Stored data entries:
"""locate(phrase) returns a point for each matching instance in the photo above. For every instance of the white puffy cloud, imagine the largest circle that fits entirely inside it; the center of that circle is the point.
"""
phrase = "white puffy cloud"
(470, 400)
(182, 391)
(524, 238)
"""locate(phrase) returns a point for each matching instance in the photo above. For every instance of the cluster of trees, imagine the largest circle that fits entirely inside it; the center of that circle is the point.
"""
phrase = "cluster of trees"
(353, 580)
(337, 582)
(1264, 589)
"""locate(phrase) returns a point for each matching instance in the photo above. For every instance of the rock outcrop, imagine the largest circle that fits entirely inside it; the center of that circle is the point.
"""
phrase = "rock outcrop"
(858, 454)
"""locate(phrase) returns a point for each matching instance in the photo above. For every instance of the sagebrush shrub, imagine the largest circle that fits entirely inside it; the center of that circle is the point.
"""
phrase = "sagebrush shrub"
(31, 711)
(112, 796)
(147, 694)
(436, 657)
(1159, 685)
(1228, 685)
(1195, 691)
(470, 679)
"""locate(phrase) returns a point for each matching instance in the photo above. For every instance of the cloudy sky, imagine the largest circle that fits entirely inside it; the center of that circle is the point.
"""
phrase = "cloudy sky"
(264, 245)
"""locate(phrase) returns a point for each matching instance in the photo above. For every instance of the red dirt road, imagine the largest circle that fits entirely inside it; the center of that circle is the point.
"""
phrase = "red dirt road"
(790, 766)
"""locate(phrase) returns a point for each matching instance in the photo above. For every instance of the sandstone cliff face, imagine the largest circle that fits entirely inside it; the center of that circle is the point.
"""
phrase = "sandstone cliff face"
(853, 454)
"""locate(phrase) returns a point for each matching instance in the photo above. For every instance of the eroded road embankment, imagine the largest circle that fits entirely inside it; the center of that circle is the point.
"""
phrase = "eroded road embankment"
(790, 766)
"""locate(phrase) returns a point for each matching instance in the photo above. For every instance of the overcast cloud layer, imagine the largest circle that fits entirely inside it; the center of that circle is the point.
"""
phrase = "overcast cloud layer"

Task brief:
Convert all of the material above into a JSON list of strings, one string per line, leaving out blank lines.

The response:
[
  "\"\"\"locate(phrase) returns a point for each matching instance in the photo above. For every instance of the white puffy cloud, imagine the largest circle that fits entirely inside it; the center of that circle is the point.",
  "\"\"\"",
  "phrase = \"white puffy cloud\"",
  "(470, 400)",
  "(182, 391)",
  "(524, 238)",
  "\"\"\"locate(phrase) returns a point for each matching instance in the photo above. For every instance of the cluster of trees, imagine the largest circle that fits entirely inside it; the center of that circle is the point.",
  "\"\"\"",
  "phrase = \"cluster of trees\"",
  "(353, 580)",
  "(337, 582)",
  "(1264, 589)",
  "\"\"\"locate(phrase) returns a point for each matching instance in the photo above. For every instance of the rock outcrop, imagine the largest circle that fits entirely inside it; the center of that circle is the point.",
  "\"\"\"",
  "phrase = \"rock outcrop\"",
  "(858, 454)",
  "\"\"\"locate(phrase) returns a point for each matching instance in the photo above. For every instance of the sagebrush shrub, imagine the largest circle that fits entirely inside it; the center of that circle is the point.",
  "\"\"\"",
  "phrase = \"sagebrush shrub\"",
  "(31, 711)",
  "(112, 796)",
  "(147, 694)",
  "(436, 657)",
  "(1159, 685)",
  "(1228, 685)",
  "(1195, 691)",
  "(470, 679)",
  "\"\"\"locate(phrase) returns a point for each matching instance in the photo above. For every instance of the cloudy sky, imagine the largest circle that fits entirely inside it; the center of that circle is the point.",
  "\"\"\"",
  "phrase = \"cloudy sky\"",
  "(264, 245)",
  "\"\"\"locate(phrase) returns a point for each matching instance in the photo above. For every instance of the red dirt road, imagine the largest circle that fits entirely inside it; the center of that circle is the point.",
  "\"\"\"",
  "phrase = \"red dirt road\"",
  "(790, 766)",
  "\"\"\"locate(phrase) returns a point for each matching instance in the photo above. For every instance of the sandstone cliff face, imagine the largest circle that fits entirely inside it; the center of that circle is the point.",
  "\"\"\"",
  "phrase = \"sandstone cliff face\"",
  "(853, 454)",
  "\"\"\"locate(phrase) returns a point for each matching instance in the photo above. For every instance of the eroded road embankment, imagine the largest circle that fits entirely inside it; the center of that circle is the point.",
  "\"\"\"",
  "phrase = \"eroded road embankment\"",
  "(790, 766)",
  "\"\"\"locate(phrase) returns a point for each matching instance in the photo above. For every instance of the overcast cloud layer, imagine the largest circle that fits entirely inside it; the center of that circle is the point.",
  "\"\"\"",
  "phrase = \"overcast cloud layer\""
]